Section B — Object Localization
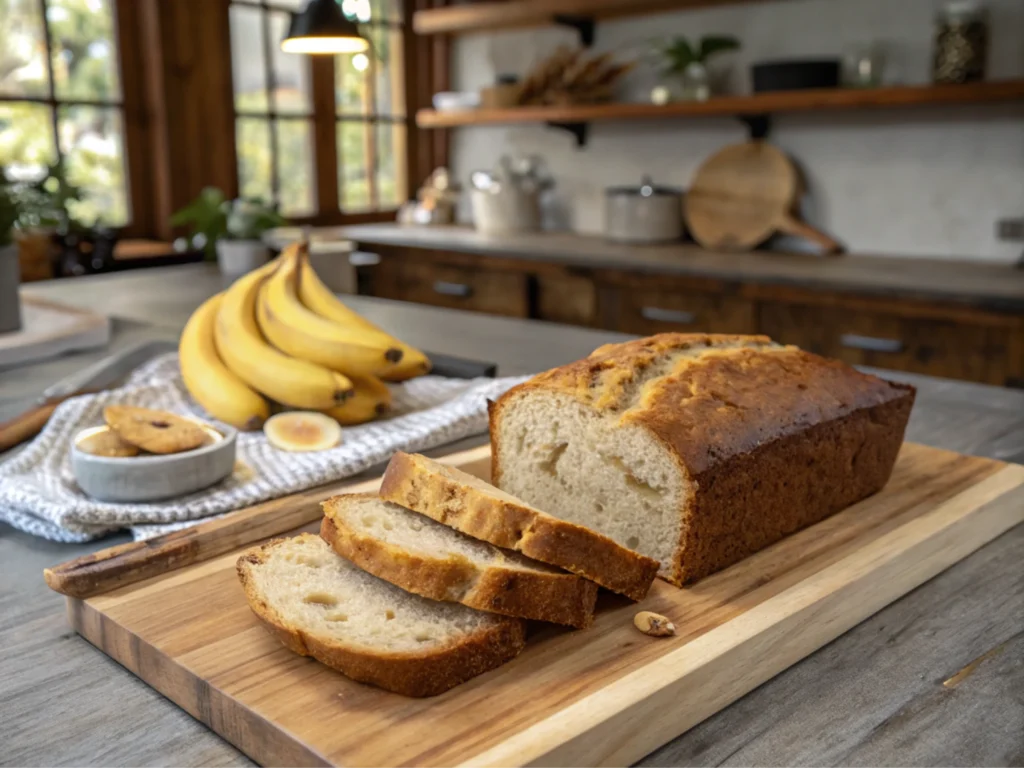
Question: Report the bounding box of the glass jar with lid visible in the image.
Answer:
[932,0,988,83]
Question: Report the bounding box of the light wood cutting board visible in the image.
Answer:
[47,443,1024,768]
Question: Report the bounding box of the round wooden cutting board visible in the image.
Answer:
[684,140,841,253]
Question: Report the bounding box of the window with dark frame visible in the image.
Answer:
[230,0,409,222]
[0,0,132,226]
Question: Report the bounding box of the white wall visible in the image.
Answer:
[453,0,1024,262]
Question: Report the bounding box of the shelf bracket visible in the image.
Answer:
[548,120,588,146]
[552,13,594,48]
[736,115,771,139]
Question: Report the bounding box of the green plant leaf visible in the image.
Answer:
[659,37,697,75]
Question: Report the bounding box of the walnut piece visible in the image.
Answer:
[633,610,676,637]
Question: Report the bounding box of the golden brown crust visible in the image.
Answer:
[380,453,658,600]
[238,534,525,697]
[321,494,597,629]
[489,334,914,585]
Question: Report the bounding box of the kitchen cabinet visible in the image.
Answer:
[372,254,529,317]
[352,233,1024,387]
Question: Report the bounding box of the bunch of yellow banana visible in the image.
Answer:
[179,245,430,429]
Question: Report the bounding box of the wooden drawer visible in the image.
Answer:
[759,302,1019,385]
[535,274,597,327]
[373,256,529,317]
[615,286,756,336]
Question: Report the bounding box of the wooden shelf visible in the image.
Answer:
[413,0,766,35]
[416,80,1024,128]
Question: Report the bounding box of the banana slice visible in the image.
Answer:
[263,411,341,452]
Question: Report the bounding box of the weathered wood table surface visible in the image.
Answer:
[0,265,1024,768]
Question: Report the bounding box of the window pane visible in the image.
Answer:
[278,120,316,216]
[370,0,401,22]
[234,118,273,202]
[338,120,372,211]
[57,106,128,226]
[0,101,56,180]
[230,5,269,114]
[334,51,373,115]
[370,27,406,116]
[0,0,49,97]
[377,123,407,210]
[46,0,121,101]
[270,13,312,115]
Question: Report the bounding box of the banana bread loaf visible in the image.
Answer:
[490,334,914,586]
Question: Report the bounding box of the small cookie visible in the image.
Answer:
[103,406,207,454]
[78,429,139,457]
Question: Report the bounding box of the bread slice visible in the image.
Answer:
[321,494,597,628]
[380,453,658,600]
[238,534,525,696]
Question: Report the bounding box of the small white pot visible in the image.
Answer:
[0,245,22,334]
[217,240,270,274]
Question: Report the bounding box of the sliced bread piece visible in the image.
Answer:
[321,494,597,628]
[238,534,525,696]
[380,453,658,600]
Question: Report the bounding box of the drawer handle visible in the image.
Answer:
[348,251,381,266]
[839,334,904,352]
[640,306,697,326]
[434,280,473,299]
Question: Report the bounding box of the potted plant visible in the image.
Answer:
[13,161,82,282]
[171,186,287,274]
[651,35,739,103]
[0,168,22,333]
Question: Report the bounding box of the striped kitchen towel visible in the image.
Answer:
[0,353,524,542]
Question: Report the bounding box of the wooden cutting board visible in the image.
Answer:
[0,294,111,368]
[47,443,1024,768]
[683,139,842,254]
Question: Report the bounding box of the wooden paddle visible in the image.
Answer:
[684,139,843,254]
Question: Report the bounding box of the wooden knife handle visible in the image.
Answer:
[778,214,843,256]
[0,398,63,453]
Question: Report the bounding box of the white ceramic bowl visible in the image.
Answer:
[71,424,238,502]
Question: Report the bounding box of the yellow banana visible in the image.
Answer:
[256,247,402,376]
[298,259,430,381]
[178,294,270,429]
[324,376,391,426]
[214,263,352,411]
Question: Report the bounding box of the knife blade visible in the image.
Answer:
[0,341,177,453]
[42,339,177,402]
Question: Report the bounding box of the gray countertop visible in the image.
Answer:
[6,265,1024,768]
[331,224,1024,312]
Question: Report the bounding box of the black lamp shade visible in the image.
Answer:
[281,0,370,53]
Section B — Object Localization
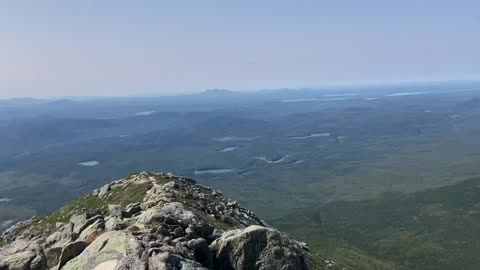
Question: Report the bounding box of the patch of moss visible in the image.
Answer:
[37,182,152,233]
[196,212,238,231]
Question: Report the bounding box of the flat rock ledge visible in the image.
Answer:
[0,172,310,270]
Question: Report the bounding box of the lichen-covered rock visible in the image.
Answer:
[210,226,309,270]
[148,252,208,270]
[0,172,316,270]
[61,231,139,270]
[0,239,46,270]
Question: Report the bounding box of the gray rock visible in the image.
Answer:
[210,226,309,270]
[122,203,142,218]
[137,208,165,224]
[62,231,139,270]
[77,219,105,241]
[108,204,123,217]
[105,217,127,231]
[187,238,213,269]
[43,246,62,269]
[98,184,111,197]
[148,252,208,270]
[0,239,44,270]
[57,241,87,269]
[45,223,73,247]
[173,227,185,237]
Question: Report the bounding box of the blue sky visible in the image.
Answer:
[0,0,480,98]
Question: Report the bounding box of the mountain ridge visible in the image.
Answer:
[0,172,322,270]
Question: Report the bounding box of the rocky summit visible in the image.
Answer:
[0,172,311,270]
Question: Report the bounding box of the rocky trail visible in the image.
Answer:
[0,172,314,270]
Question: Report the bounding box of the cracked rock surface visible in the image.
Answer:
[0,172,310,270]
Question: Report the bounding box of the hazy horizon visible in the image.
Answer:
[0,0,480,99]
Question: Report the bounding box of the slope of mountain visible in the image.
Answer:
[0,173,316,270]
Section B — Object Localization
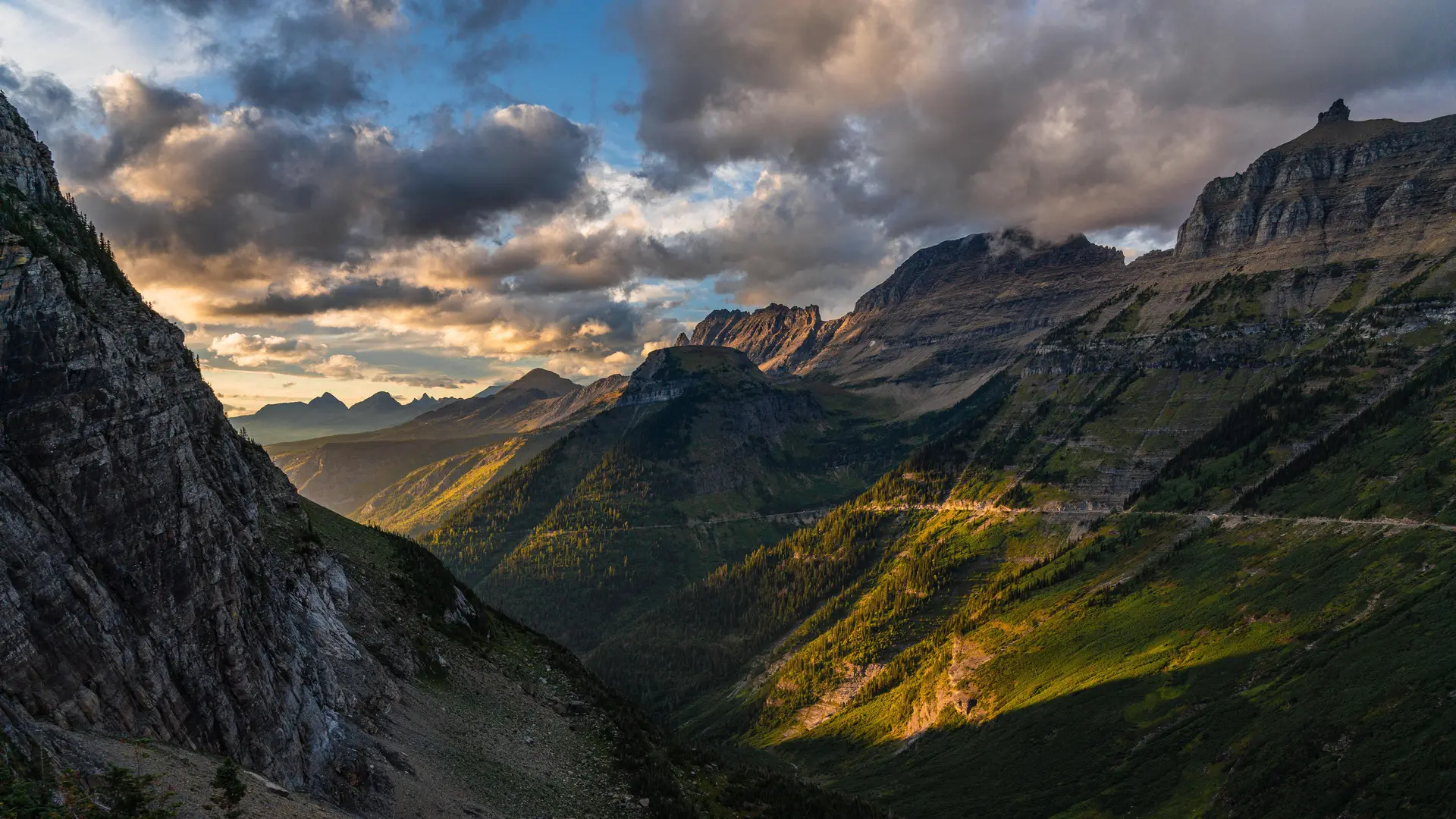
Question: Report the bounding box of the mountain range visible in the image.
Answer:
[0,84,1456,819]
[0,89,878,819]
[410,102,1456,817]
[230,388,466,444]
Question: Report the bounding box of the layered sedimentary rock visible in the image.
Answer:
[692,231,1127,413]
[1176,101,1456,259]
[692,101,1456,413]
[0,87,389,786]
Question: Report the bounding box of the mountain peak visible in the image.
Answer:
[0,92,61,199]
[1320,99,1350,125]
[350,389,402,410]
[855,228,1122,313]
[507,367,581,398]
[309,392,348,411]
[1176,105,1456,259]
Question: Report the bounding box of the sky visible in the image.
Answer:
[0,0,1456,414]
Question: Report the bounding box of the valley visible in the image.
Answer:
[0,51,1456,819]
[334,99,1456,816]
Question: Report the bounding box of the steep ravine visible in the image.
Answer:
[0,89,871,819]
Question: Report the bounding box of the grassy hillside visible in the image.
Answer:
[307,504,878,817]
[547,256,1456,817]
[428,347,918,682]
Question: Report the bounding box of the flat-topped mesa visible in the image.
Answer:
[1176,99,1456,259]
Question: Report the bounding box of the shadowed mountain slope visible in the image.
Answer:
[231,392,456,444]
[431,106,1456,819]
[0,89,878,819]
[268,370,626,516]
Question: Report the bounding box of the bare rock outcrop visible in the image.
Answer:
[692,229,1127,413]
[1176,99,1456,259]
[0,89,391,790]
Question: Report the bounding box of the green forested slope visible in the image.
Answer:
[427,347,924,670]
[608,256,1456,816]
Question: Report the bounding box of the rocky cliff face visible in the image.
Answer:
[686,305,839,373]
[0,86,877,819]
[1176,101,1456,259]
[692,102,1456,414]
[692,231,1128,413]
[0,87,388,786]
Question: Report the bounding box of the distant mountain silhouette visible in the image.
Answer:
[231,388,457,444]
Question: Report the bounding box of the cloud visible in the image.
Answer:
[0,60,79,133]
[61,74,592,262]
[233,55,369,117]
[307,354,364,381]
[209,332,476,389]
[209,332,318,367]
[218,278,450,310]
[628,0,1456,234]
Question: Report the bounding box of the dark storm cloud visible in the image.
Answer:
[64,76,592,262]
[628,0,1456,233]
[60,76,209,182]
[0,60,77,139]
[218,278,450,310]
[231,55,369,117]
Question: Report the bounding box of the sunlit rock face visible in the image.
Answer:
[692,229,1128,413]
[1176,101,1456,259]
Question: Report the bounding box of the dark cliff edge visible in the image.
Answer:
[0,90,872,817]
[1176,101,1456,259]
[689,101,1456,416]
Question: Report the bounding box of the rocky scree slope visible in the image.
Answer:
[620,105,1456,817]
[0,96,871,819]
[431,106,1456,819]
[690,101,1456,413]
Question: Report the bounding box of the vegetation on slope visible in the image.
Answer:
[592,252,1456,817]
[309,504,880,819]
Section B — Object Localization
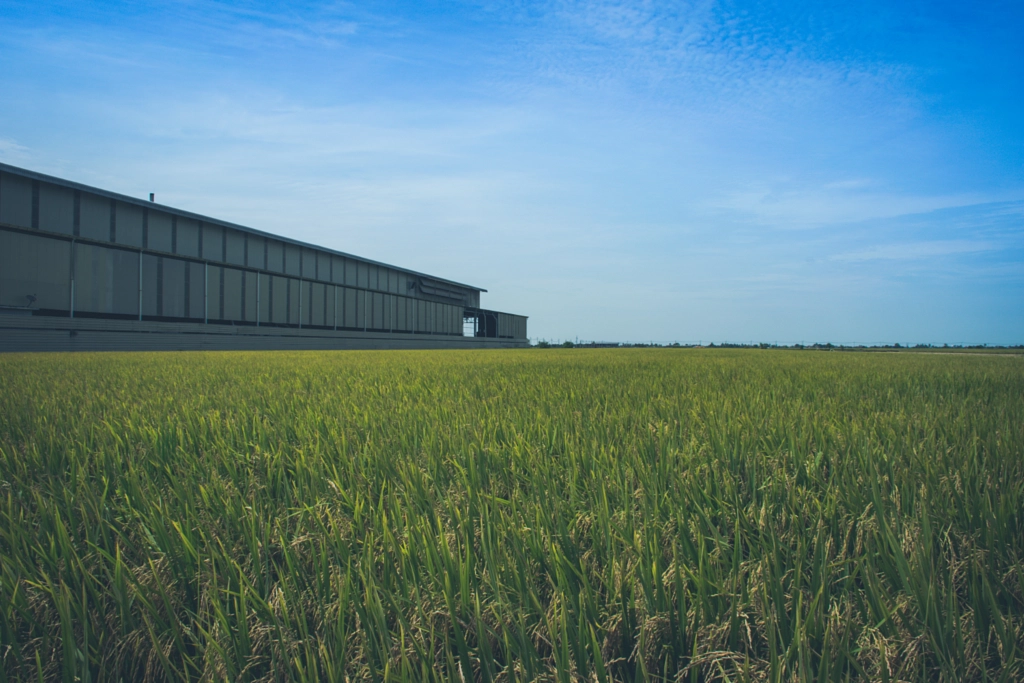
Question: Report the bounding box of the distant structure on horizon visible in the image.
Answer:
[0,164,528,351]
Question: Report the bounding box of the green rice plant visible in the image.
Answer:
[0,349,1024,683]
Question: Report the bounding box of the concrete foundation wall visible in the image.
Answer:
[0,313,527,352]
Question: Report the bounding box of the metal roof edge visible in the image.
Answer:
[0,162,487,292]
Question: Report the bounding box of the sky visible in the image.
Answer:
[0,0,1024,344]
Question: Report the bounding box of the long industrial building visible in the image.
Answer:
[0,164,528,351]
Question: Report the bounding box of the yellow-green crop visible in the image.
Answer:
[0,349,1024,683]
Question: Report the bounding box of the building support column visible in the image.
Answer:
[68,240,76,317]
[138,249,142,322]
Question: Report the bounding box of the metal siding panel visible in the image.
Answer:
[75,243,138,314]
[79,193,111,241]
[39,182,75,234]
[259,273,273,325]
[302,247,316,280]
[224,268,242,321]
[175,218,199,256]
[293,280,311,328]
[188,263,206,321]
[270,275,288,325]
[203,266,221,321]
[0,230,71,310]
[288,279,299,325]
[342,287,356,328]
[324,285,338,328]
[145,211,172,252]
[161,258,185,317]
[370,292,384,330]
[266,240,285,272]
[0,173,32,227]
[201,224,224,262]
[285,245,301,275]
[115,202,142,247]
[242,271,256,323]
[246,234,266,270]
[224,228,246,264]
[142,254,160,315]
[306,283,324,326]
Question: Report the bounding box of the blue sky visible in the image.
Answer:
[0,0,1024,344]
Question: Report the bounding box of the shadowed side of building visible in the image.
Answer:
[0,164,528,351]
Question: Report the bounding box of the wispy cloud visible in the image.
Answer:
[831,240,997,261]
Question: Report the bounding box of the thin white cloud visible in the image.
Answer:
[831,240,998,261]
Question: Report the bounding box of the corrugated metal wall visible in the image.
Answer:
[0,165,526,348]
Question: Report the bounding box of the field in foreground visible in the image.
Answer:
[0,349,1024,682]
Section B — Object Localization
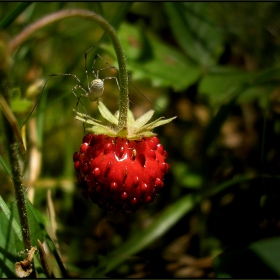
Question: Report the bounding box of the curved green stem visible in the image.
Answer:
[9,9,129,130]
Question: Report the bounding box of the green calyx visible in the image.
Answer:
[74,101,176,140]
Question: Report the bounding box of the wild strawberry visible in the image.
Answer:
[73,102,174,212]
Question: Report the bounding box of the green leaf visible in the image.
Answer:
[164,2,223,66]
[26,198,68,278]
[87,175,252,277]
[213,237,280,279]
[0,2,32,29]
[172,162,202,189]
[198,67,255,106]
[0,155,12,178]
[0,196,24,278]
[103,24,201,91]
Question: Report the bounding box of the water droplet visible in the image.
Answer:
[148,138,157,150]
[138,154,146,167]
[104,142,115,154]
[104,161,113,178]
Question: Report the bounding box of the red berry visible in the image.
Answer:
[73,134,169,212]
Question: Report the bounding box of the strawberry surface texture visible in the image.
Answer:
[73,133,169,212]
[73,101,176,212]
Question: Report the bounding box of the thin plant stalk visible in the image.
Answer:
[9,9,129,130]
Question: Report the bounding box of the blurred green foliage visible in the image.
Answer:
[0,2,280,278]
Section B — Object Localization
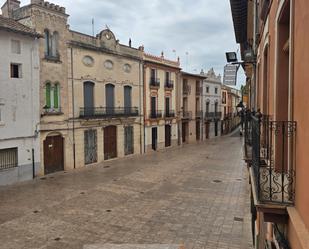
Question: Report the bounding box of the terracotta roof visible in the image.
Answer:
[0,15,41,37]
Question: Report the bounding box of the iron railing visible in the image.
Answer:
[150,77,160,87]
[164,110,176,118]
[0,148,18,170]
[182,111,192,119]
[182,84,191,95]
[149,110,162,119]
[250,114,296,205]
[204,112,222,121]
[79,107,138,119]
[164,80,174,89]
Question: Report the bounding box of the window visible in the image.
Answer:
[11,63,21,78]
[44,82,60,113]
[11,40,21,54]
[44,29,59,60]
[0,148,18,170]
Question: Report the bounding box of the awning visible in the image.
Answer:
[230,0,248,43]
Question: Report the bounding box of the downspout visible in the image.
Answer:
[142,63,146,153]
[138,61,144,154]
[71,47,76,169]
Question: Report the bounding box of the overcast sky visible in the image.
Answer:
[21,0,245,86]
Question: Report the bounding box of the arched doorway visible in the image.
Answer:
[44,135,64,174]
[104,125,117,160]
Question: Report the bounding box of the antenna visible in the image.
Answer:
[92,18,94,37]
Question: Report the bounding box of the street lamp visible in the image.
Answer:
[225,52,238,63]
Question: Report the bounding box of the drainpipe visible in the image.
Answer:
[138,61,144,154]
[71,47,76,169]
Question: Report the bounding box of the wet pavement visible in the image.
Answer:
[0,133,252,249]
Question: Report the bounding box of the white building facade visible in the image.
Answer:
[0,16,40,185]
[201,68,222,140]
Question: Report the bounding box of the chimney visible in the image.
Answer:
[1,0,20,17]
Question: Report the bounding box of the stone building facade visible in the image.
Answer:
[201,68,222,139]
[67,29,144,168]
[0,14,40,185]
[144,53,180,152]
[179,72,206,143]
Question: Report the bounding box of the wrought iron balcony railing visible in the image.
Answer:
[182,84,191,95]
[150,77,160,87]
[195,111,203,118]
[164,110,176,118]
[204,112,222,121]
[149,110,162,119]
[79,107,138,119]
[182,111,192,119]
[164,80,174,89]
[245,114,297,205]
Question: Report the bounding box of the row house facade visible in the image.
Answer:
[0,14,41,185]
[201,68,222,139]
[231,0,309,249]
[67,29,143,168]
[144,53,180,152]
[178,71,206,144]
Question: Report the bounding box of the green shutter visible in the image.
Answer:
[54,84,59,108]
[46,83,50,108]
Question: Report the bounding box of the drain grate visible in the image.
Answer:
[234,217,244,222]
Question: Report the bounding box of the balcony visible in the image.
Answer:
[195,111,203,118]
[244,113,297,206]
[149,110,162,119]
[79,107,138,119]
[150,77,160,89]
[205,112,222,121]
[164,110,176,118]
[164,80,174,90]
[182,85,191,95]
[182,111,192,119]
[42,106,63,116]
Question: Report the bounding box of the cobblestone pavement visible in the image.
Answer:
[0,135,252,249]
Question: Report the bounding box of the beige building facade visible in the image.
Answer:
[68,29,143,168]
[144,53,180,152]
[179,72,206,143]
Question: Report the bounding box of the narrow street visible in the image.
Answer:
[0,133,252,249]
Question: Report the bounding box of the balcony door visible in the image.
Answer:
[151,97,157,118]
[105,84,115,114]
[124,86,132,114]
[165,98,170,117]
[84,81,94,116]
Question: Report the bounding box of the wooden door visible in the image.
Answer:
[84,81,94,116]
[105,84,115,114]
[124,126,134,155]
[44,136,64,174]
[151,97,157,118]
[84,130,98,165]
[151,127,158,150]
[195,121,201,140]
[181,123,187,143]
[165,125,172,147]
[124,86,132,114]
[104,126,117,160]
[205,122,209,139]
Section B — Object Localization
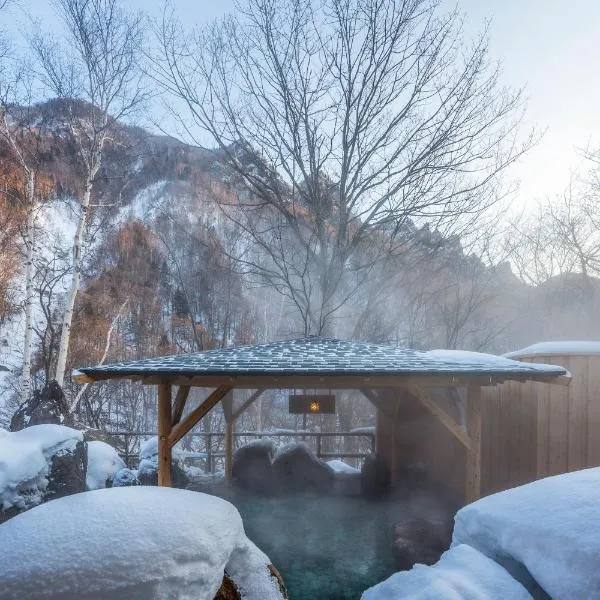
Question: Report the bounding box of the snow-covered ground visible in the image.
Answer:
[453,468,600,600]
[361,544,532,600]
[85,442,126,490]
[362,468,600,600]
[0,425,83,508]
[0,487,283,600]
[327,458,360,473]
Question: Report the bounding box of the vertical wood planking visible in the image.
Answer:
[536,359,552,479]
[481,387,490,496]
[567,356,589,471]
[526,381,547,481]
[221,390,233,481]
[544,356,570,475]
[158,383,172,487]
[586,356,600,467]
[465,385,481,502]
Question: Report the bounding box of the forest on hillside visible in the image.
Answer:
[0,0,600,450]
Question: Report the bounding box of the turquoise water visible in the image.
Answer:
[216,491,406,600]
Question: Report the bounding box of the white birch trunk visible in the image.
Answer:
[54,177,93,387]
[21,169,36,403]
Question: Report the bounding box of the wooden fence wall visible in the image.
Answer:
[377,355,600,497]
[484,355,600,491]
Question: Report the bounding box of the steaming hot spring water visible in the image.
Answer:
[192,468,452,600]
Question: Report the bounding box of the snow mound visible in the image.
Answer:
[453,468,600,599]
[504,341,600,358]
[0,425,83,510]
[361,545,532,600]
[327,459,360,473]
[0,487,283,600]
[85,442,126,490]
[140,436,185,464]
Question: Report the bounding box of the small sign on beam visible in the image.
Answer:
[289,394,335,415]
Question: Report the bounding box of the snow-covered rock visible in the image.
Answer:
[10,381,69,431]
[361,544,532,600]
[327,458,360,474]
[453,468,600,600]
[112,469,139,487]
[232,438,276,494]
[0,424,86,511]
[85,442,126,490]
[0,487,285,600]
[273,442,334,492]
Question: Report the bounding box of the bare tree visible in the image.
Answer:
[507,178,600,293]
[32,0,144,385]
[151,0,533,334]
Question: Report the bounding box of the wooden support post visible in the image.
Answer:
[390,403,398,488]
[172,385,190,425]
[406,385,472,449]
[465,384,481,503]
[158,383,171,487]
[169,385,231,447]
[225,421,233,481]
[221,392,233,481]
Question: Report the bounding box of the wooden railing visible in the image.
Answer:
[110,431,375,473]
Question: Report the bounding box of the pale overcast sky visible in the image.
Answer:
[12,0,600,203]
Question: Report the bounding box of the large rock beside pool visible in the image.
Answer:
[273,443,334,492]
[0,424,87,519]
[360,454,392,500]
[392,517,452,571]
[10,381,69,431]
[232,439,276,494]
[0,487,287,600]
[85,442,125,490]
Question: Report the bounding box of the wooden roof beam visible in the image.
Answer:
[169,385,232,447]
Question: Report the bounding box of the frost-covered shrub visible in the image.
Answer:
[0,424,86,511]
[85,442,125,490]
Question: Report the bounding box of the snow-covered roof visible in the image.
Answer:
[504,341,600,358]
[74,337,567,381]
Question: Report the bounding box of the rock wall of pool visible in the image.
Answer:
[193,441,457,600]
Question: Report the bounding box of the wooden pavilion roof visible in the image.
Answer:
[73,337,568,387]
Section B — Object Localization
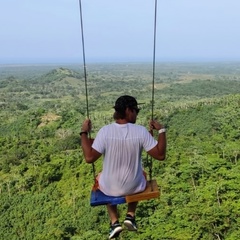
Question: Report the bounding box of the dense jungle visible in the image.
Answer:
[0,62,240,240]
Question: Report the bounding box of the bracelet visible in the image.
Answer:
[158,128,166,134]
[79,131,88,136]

- - - - -

* _Exercise objective_:
Write out the lines from the one containing "Question: Report the bounding box of the snow-covered rock" through the one containing "[74,337,567,381]", with "wooden" changed to "timber" each time it appears and nothing else altered.

* _Expected answer_:
Question: Report the bounding box of the snow-covered rock visible in the image.
Answer:
[10,381,69,431]
[361,544,532,600]
[327,458,360,474]
[453,468,600,600]
[112,469,139,487]
[232,438,276,494]
[0,424,86,511]
[85,442,126,490]
[0,487,285,600]
[273,442,334,492]
Question: Report the bounding box of the bare tree visible in the image.
Answer:
[507,178,600,293]
[32,0,144,385]
[151,0,533,334]
Question: Report the bounding box of the timber support post visible in the image.
Answer:
[390,403,398,488]
[172,385,190,425]
[406,385,472,449]
[465,384,481,503]
[158,383,171,487]
[169,385,231,447]
[225,421,233,481]
[221,392,233,481]
Question: Report the bounding box of the timber railing visible in the image.
Answer:
[110,431,375,473]
Question: Report the bounding box of the pale overcast sky visible in the image.
Answer:
[12,0,600,203]
Question: Report the bounding box of the large rock beside pool visible in the image.
Answer:
[273,443,334,492]
[0,424,87,519]
[360,454,392,500]
[392,517,452,571]
[10,381,69,431]
[232,439,276,494]
[0,487,287,600]
[85,442,125,490]
Question: Report the bounding box of the timber roof beam visible in the image.
Answer:
[169,385,232,447]
Question: Report the bounding box of the frost-covered shrub visible in the image.
Answer:
[0,424,86,511]
[85,442,125,490]
Question: Report the bounding box of the snow-covered roof visible in the image.
Answer:
[504,341,600,358]
[74,337,567,381]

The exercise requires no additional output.